++++ Quoted passage

I visited my e-Harmony profile today. It’s been awhile. With Pepperdine fading into a confusing memory and things beginning to settle down on the house-front, I feel okay about re-investing some time on the social side of things. Today I also took a survey on my satisfaction with the e-Harmony service. I’ve been on the service since January 2006. I’ve been matched with 1,251 women. For a couple months in 2006 I dated one of my matches. My matches or I have clicked the “close” button 1,236 times. There are currently 15 matches in my queue and I’ve gotten responses from four of the 15. I’m in e-mail communication with one match outside of the service. Fortunately the survey didn’t ask for numbers.

In the time that I’ve had my one dating experience most relationships have gone through whole life-cycles from discovery to death. Truth be told, the vast majority of my time with e-harmony I haven’t been actively pursuing anything as much as kept the service in my emotional back-pocket as a “Plan B.” I had a lot of fun the first few months when I was convinced that my former relationship was over and loved the possibility of meeting someone who was specially selected for me. Then that former relationship came back… kind’a. Well, it didn’t quite come back as much as it just took an extended period to expire. In the meantime, some of the air was let out of my e-Harmony expectations to the point where I just kept the subscription so that I could feel like there was a possibility of something for me in the future. Then when that former relationship really expired (for real this time!), it took almost all of my ability to trust myself and relationships with it. At that point I kept the e-Harmony account because I wasn’t ready to kill it too. Lately I’ve been thinking that it’s time to change a few things.

++++++++
++++ Supplied data

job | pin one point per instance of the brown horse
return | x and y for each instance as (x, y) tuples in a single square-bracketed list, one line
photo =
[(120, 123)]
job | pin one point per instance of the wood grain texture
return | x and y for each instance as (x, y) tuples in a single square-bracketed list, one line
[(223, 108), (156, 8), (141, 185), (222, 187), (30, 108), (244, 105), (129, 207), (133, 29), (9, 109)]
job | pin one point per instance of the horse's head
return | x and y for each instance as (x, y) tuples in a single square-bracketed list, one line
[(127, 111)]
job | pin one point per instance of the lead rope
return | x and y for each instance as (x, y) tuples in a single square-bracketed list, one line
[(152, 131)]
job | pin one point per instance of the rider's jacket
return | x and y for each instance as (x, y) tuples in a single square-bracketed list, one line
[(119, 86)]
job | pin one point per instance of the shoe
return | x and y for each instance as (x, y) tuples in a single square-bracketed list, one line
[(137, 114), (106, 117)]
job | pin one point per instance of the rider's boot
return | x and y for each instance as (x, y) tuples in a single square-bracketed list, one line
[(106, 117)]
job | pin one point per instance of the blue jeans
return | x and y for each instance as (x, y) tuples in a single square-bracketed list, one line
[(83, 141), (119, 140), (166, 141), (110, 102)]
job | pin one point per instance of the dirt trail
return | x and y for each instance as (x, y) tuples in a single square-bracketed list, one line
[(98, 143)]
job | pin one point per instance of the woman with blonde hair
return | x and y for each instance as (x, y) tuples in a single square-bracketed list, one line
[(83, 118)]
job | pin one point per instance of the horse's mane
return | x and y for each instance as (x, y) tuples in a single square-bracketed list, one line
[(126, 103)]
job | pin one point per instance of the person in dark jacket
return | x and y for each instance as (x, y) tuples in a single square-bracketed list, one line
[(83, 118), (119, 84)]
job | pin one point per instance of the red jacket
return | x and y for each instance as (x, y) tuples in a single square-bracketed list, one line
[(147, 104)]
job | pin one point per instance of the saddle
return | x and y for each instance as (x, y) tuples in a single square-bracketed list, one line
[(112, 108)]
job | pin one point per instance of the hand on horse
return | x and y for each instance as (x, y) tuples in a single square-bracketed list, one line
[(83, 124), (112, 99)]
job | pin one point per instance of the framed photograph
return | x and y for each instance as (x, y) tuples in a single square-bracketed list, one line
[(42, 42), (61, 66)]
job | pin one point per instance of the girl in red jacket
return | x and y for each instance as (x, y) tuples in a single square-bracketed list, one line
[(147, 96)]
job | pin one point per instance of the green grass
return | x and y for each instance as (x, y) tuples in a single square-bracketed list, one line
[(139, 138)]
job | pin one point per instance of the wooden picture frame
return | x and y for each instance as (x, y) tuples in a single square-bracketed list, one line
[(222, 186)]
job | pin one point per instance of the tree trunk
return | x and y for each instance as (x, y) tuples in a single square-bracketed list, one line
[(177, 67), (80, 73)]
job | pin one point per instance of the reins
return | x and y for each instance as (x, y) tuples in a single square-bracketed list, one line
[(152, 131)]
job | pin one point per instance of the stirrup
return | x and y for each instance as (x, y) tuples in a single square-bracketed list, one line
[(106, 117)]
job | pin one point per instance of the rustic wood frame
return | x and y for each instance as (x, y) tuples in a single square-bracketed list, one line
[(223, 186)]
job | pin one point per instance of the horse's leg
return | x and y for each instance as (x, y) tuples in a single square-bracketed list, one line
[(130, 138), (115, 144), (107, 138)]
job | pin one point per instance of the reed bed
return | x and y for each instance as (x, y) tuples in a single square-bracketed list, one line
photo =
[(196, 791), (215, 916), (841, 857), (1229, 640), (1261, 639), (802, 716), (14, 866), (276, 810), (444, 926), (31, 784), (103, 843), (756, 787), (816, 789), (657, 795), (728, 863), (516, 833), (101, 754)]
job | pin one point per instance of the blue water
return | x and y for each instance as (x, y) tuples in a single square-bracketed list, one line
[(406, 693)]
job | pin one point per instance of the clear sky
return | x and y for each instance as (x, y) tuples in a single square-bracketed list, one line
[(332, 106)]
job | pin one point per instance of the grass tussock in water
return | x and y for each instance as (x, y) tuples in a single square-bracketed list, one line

++++++++

Exercise: Rewrite the part of the e-Harmony post that begins at "I visited my" and stops after "ask for numbers.", putting "questionnaire" in place of "survey".

Solution:
I visited my e-Harmony profile today. It’s been awhile. With Pepperdine fading into a confusing memory and things beginning to settle down on the house-front, I feel okay about re-investing some time on the social side of things. Today I also took a questionnaire on my satisfaction with the e-Harmony service. I’ve been on the service since January 2006. I’ve been matched with 1,251 women. For a couple months in 2006 I dated one of my matches. My matches or I have clicked the “close” button 1,236 times. There are currently 15 matches in my queue and I’ve gotten responses from four of the 15. I’m in e-mail communication with one match outside of the service. Fortunately the questionnaire didn’t ask for numbers.